Input material =>

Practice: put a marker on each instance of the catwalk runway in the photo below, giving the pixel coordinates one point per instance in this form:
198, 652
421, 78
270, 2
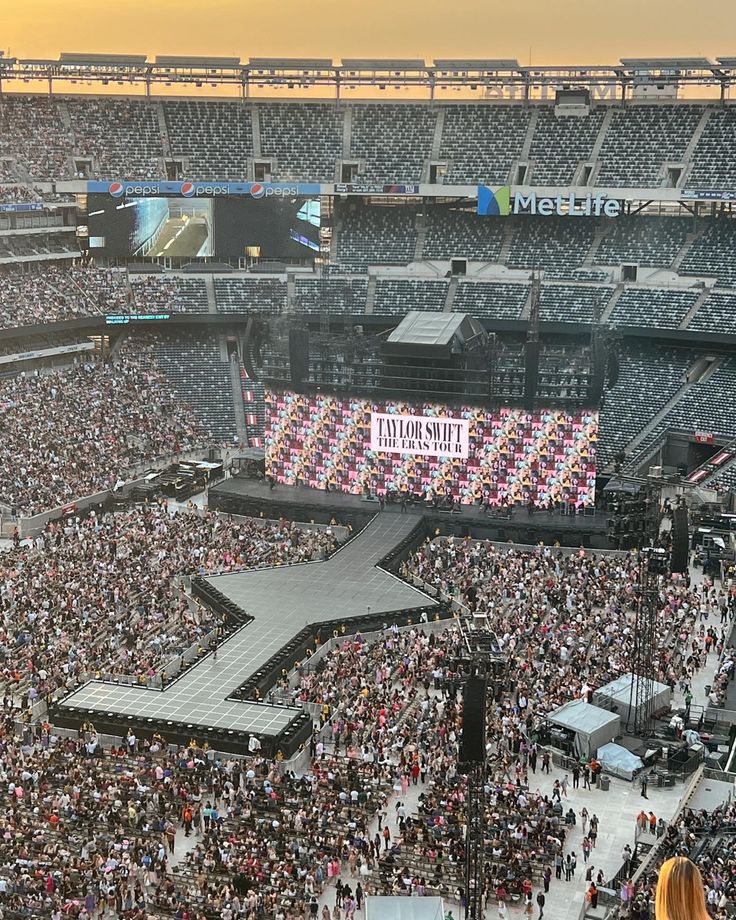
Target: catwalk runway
283, 601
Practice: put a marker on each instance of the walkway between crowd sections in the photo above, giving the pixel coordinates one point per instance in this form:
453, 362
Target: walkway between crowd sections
616, 809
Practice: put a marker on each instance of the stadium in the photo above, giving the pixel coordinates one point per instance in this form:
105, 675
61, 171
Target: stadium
368, 440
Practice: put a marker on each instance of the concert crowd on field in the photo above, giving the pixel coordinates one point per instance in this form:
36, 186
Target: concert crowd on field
76, 431
98, 595
88, 833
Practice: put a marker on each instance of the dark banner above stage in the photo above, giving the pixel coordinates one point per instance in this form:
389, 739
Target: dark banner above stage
509, 455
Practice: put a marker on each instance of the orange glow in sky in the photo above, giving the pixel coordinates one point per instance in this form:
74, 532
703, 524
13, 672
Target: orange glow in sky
582, 32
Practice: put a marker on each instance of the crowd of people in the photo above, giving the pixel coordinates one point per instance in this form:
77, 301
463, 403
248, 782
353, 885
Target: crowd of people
60, 292
77, 431
19, 194
74, 290
99, 595
567, 618
706, 838
90, 833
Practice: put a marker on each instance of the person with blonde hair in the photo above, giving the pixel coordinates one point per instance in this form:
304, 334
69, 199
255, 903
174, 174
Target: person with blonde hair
680, 891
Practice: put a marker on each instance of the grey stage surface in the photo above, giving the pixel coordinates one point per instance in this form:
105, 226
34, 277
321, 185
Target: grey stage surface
282, 601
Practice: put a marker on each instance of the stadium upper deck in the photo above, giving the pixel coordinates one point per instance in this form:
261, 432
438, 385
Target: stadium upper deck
645, 144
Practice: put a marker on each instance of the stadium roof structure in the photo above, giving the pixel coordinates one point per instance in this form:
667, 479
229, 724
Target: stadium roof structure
356, 73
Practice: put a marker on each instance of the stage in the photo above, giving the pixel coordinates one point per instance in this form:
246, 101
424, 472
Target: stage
285, 602
252, 497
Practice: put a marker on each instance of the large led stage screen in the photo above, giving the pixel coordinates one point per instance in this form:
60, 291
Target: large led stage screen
226, 227
500, 455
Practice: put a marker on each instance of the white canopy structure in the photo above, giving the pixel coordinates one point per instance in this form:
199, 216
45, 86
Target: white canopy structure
616, 696
404, 908
592, 727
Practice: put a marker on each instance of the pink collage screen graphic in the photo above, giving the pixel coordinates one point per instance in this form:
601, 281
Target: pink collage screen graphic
513, 455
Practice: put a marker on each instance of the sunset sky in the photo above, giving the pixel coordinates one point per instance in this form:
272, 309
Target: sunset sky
540, 31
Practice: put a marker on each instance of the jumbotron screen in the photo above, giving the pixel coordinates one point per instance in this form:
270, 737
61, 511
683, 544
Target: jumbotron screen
463, 452
226, 228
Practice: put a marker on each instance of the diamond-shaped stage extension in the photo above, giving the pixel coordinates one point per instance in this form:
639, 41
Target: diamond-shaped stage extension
282, 601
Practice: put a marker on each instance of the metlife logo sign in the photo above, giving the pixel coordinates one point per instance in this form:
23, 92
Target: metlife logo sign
499, 202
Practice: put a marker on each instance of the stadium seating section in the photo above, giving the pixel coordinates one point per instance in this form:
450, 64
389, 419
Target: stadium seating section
713, 253
476, 142
561, 145
649, 307
480, 143
251, 295
640, 139
651, 242
397, 297
335, 295
566, 303
461, 234
703, 408
647, 379
391, 142
216, 140
489, 300
187, 360
555, 244
303, 141
717, 314
376, 236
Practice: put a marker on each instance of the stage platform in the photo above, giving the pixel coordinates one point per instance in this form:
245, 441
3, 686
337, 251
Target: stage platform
252, 497
282, 601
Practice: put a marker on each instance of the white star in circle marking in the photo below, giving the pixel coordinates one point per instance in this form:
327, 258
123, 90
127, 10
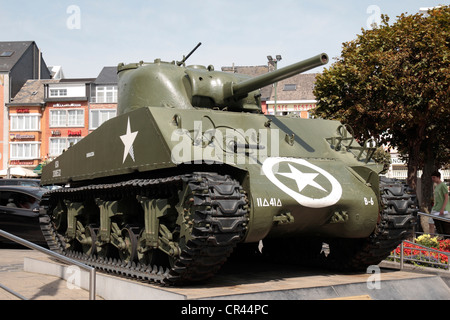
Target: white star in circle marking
302, 179
128, 140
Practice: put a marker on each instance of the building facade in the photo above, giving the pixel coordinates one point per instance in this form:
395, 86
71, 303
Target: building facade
48, 116
19, 62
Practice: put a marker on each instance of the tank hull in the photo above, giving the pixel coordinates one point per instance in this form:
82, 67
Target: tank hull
294, 188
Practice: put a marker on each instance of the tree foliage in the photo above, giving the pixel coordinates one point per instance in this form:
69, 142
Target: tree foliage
392, 83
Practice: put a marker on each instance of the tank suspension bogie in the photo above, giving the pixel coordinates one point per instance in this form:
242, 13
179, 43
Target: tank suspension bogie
160, 224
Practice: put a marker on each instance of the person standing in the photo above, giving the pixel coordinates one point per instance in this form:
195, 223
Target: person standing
441, 203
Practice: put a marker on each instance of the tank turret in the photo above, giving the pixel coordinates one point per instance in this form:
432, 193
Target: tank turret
196, 86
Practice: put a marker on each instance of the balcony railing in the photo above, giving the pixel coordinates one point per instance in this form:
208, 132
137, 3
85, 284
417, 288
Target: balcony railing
91, 270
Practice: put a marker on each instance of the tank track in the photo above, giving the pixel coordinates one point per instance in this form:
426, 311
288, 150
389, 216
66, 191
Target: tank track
397, 221
221, 216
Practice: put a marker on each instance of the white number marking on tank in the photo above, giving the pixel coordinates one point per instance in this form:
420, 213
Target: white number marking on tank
128, 140
273, 202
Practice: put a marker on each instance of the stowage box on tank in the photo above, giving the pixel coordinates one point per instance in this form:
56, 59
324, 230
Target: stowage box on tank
191, 170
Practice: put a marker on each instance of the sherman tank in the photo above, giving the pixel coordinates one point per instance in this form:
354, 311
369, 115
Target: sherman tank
191, 169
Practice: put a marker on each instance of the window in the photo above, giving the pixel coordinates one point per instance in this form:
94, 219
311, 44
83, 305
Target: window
25, 150
58, 92
290, 87
57, 145
106, 94
29, 122
99, 116
67, 118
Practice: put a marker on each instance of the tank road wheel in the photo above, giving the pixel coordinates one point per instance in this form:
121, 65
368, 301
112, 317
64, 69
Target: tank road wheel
211, 220
128, 247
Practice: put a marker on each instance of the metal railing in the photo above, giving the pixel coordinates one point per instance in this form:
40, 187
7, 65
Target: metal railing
91, 270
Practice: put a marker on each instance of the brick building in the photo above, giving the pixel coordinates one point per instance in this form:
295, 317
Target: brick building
47, 116
19, 62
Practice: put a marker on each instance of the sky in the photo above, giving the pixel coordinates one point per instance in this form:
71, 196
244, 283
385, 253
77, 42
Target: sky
86, 35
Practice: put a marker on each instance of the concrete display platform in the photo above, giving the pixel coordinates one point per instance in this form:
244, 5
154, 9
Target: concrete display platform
256, 281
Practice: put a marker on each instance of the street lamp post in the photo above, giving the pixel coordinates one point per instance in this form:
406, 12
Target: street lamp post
274, 63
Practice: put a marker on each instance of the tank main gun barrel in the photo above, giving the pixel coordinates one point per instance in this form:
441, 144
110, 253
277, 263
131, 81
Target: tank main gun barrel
244, 87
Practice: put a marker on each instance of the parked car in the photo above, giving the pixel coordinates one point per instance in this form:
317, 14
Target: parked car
19, 213
20, 182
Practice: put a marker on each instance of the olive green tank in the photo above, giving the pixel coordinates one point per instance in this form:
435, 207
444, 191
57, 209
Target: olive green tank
191, 170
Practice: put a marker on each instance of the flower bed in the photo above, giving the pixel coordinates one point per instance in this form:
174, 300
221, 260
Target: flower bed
426, 251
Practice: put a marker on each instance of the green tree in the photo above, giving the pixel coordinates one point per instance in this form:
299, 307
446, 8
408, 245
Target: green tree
392, 83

Exercise =>
Set down the entries above word for word, but drop any image.

Result of the exercise =>
Practice: put a marker on each instance of the catwalk runway in the photo below, giving the pixel coordinates one point per instance in this form:
198, 652
421, 78
270, 2
Target: catwalk runway
283, 601
Practice: put a marker on each instance of the walkway between crowd sections in the photo above, giving the pixel coordinates one point per instance in this form:
453, 362
Target: walkway between crowd sections
616, 809
Practice: put a marker on each instance of the stadium in the photo above, giving the pixel coordinates one point per instance in this form:
105, 675
61, 171
Target: stadium
368, 440
Practice: put a marker on each instance of the concert crowd on field in the photo above, giving the pixel coordinates one point per instance in this form:
36, 186
Target: concert crowd on field
76, 431
98, 595
88, 833
Practice: put a marker on each instance of the dark banner above stage in the photo above, giving the pixel coordinates one point per instance in this form:
389, 739
Target: dark banner above stage
509, 455
Practice: put a marker on each instance of the orange glow in sky in the photo above, giving the pixel coordinates one point per instance in this form:
74, 532
703, 524
13, 672
Target: orange glow in sky
582, 32
Practice: put a marker on each instance of the crowd of people in the photo above, giving the pixel coordinates one point per instance in this form:
77, 301
463, 403
248, 782
353, 885
Target: crowd of people
60, 292
77, 431
19, 194
74, 290
99, 595
567, 618
706, 838
90, 833
Practice: put a marker on each instance of the person with blonde hair in the photo above, giving the pixel coordinates one point per instance in this form:
304, 334
69, 199
255, 903
174, 174
Target: person with blonde hair
680, 891
Practice: put a marker on each instance of the grey stage surface in the photo above, giving the pixel coordinates one point per instance in this form:
105, 226
34, 277
321, 185
Target: grey stage surface
282, 601
Practice: put a marker on each instance of the stadium upper deck in the photo above, giving the pixel coordinates one point per instance in this form:
261, 432
438, 385
Target: stadium upper deck
645, 144
Practice: put a marker on each instance of the stadium roof structure in the photo above, giving the pixel coordinates one point per instance in this form:
667, 479
229, 724
Target: stadium roof structure
356, 73
Practice: put a marker on each instance of the stage in the photo above, giving the pixel coordinates one point per instance in this form:
246, 101
424, 472
Target: stage
285, 602
252, 497
Practice: put a marker on each instance of the large led stage screen in the photo above, giving the pixel coordinates one point per instance in this form:
60, 291
Target: large led stage screen
226, 227
500, 455
Practice: put a marker on each instance of the white canopy structure in the photo above, giving the pixel coordinates one point per instance in this form:
199, 216
45, 86
Target: white canopy structure
616, 696
404, 908
592, 727
Practice: put a marker on each instance of the pink collage screen graphic in the photo above, giving the pixel coordinates one point per instance in this form:
601, 281
Target: pink collage screen graphic
513, 455
Practice: put a marker on each instance of the sunset sky in the photo above, giving the pixel coordinates one point per instance in this form:
272, 309
Target: sunset sky
540, 31
Practice: put a marker on each instance of the jumbotron screen in the photo above, giving the pixel coordinates one point per instance in this form:
270, 737
61, 511
683, 544
Target: jumbotron screen
463, 452
226, 228
Practice: put a marker on each instance of the diamond-shaped stage extension in the photo above, giving the pixel coordinates one point per instance in this form:
639, 41
Target: diamond-shaped stage extension
282, 601
Practice: put a marker on each instance of the metlife logo sign in the photo above, giving the pixel coordinates one point per instance in this form:
23, 92
Target: metlife logo sign
499, 202
Practice: put a marker on each instance of the stadium seating section in the photo above, giving the pixel coordinates one point per instance in this form:
450, 64
389, 419
Target: stadium seating section
713, 253
476, 142
561, 145
649, 307
480, 143
251, 295
640, 139
651, 242
397, 297
335, 295
566, 303
461, 234
703, 408
647, 379
391, 142
216, 140
489, 300
187, 360
555, 244
303, 141
717, 314
376, 236
Practice: put a marker on each instance of the stage platform in the photo above, giving the pixel coordinates one point per instance in this form:
245, 441
3, 686
337, 251
Target: stage platform
252, 497
282, 601
Practice: put a marker on each instance of the white star in circle marking in the photo below, giving the pixel coordinates one point per instance in this form:
327, 258
123, 90
127, 10
Target: white star in circle marking
302, 179
128, 140
Practice: put a marker on each instance of the building facade in the photo above, giving the pixel coordinates one point per instance in this form:
395, 86
71, 303
Target: building facade
48, 116
19, 62
Practice: put a marker on each instance of the tank hull in the photo above, giving the pixel coordinates one point per instance in this form:
82, 67
Target: tank hull
294, 188
Practice: put a marker on each instance of the tree foliage in the photo above, giving the pixel coordinates one point per instance in this form:
69, 142
Target: tree foliage
392, 83
Practice: put a marker on each instance of the tank suspension bogie in the photo above, giving the pixel coordinates one point per instance in this form:
242, 13
179, 43
Target: tank suspension bogie
160, 224
Practice: put a marker on each instance of the person standing in the photo above, giving the pixel coordinates one point per instance in this form:
195, 223
Target: person standing
441, 203
Practice: put a marker on each instance of the tank turret in the photo above, giving the pixel coordinates one point per instance in this form:
432, 193
Target: tank turret
196, 86
Practice: put a marker on each instance of the balcony railing in the photo above, giving the pixel coordinates one point per instance in this form:
208, 132
137, 3
85, 284
417, 288
Target: balcony railing
91, 270
Practice: put a marker on each instance of the tank track in the photo above, giving the pixel coordinates one point per instance in this form:
426, 311
288, 150
389, 216
66, 191
Target: tank track
397, 221
221, 216
Practice: put a marker on each instance of the white number marking on tank in the photo above, giving the pixel coordinates one point per instance in this form:
420, 213
Target: white number marking on tank
128, 140
273, 202
Practice: put a marker on each instance of the stowage box on tank in the photo above, giving the pixel coordinates one point per instance in this form:
56, 59
324, 230
Target: stowage box on tank
191, 170
Practice: put a marker on each instance of the sherman tank in the photo above, giving the pixel coordinates one point per instance in this form:
354, 311
369, 115
Target: sherman tank
191, 169
Practice: put a marker on each instance of the window in the photo above, giving the pixel coordinates one point per instance in this form:
94, 219
311, 44
83, 305
Target: window
25, 150
58, 92
290, 87
57, 145
106, 94
29, 122
99, 116
67, 118
Practice: put a marker on each instance of the tank road wheel in the photo above, giving the pixel coordinates one point per instance in this form:
121, 65
368, 301
112, 317
64, 69
Target: tank road wheel
211, 220
128, 247
Practice: put a marker on each instance of the metal railing in the photo above, giving the pixel coordinates one point per instance in this form:
40, 187
7, 65
Target: metal railing
91, 270
Practice: put a marker on each instance of the brick building in the photo above, giving the pixel coordinates one point per instance in this form:
295, 317
Target: brick building
47, 116
19, 62
Practice: put a marker on each instance of the sky in the photo above, giving the pixel coordinates one point per instance in this form:
71, 196
244, 283
385, 253
77, 42
Target: sky
86, 35
Practice: put a marker on each instance of the concrete display platform in the photo above, giving the pixel coordinates one point per instance in this form:
244, 5
154, 9
Target: concrete display platform
256, 281
Practice: put a marker on each instance of the street lamp post in the photo above, giving the pixel coordinates one point per instance in this form:
406, 12
Target: street lamp post
274, 63
Practice: put a marker on each instance of the tank main gun barrel in the photo above, giving the pixel coordinates one point per instance in this form:
441, 144
110, 253
277, 263
131, 81
Target: tank main gun barrel
244, 87
Practice: put a marker on each instance of the parked car in the photo above, giving the pixel coordinates one point per instance in this form:
317, 14
Target: parked car
19, 213
20, 182
Practice: put a marker on each instance of the olive green tank in the photo above, giving the pixel coordinates one point per instance in this form:
435, 207
444, 191
57, 209
Target: olive green tank
191, 170
Practice: put a marker on each instance of the flower bed in the photo above, giving the pixel coordinates one point per instance in this form:
174, 300
221, 260
Target: flower bed
426, 251
Practice: put a marker on each instance of the green tree in the photo above, giving the pixel coordinates one point per instance in this form:
299, 307
446, 8
408, 245
Target: green tree
392, 83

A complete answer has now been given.